PROBLEM 1: Please rewrite the thread from "# OMG, yet another" up to and including "be watching you.....", putting "polls" in place of "contests".
PROBLEM 2:
Answer from the thread:
(a) How often does the first post say a person can vote?
(b) According to TanyaT, which dog has 413 votes?
(c) What does The A Team say they would love to do one of these days?

TEXT SEGMENT:
begin

# OMG, yet another request for a VOTE..



## The A Team

I know, I know...these contests that you have to vote on are such a pain in the butt!!! I can't stand them....but I entered one anyway....:blush::blush:

You can vote every 12 hours....so I'll be watching you.....


https://moderndogmagazine.com/stardog/entry/ava-0


come on.....give us a vote. .....ummmm....daily.....:behindsofa:

Thanks!!! I'd love to win one of these things one of these days........:blink::innocent:


----------



## TanyaT

Voted! I will try and remember to keep voting for you  

There is a dog Riley who has 413 votes hopefully all the members on here can get you caught up to him


----------



## nwyant1946

*Voted....*


----------



## michellerobison

voted too ♥


----------



## lynda

Voted:thumbsup:


----------



## The A Team

Thank you so much.

end

RECORDED INFORMATION:

begin

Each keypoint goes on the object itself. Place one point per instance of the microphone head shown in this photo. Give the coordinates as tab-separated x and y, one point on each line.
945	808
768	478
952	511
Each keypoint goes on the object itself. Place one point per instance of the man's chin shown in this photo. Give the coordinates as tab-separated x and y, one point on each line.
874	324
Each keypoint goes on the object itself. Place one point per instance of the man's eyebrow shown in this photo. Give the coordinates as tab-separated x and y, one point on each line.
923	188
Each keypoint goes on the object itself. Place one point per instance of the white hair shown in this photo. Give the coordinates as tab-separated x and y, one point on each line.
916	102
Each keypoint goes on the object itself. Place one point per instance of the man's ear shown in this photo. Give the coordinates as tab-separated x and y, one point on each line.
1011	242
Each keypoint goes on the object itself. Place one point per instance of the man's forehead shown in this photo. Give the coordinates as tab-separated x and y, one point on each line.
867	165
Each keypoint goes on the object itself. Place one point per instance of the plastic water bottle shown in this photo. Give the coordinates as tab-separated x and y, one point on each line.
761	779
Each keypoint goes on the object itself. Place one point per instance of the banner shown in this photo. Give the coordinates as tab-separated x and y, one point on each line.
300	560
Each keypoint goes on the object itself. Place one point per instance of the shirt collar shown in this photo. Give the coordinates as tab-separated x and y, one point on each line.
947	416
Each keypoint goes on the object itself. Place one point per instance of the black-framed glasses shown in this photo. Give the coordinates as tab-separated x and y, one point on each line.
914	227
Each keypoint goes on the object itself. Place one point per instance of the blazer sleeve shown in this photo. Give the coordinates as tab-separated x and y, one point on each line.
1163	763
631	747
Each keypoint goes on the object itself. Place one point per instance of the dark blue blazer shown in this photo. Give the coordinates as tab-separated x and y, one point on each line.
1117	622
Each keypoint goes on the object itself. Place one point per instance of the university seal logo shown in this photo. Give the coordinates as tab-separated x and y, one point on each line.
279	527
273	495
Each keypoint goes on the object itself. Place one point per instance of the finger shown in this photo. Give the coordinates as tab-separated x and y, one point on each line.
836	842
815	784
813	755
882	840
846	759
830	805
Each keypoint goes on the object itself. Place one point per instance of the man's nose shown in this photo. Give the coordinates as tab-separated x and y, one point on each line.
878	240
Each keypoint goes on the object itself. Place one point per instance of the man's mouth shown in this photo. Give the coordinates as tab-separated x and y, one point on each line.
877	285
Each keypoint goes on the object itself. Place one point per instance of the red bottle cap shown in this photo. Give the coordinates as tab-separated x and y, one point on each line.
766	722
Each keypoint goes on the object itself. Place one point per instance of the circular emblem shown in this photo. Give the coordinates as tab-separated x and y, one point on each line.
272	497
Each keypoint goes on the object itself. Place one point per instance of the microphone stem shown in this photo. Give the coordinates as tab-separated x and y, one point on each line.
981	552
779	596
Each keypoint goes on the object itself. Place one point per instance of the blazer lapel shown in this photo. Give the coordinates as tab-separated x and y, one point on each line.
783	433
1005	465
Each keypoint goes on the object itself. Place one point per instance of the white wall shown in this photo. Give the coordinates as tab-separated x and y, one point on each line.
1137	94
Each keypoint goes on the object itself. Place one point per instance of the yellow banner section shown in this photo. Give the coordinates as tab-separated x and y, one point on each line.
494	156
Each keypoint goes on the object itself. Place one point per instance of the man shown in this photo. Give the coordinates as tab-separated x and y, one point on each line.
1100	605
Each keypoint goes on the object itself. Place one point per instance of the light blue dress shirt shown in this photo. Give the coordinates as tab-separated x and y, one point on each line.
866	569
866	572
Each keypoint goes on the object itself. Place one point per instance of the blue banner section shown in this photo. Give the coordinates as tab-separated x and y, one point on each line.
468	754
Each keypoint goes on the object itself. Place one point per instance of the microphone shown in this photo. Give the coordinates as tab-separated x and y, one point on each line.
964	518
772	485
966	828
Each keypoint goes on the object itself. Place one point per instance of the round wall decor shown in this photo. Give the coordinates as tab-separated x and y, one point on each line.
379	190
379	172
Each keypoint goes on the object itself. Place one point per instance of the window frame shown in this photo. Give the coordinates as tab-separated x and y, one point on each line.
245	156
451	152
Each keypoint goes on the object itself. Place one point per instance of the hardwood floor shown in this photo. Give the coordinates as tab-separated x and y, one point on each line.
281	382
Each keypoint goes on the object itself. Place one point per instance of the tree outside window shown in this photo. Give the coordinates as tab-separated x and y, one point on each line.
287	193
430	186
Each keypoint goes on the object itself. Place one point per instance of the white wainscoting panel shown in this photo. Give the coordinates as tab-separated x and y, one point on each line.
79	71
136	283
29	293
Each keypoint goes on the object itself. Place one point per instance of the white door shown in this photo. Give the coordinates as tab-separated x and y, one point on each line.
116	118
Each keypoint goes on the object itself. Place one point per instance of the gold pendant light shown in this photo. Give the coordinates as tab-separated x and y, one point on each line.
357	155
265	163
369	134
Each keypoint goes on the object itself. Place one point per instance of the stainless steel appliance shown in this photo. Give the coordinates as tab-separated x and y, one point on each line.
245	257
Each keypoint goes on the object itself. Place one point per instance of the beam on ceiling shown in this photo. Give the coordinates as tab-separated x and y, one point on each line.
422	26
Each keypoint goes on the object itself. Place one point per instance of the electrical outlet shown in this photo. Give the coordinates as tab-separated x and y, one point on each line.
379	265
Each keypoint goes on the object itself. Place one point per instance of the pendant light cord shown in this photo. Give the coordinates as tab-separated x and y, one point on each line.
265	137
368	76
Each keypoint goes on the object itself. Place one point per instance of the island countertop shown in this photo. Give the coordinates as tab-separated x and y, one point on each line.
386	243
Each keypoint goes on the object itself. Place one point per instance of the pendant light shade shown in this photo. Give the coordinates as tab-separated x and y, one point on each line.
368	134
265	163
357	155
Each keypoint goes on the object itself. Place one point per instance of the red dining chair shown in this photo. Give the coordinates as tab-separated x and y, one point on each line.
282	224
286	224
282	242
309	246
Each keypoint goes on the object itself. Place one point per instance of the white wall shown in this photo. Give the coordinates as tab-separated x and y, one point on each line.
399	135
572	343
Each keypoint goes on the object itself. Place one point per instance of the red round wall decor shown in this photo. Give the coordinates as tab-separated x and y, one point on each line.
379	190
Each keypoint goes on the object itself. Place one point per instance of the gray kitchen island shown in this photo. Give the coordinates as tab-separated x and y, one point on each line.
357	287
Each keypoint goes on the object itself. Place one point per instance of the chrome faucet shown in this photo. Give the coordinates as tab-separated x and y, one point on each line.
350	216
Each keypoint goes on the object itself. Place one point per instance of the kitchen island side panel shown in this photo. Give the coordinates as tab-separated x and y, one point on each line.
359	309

end

PROBLEM SOLUTION 1:
# OMG, yet another request for a VOTE..



## The A Team

I know, I know...these polls that you have to vote on are such a pain in the butt!!! I can't stand them....but I entered one anyway....:blush::blush:

You can vote every 12 hours....so I'll be watching you.....

PROBLEM SOLUTION 2:
(a) Every 12 hours.
(b) Riley.
(c) Win one of these things.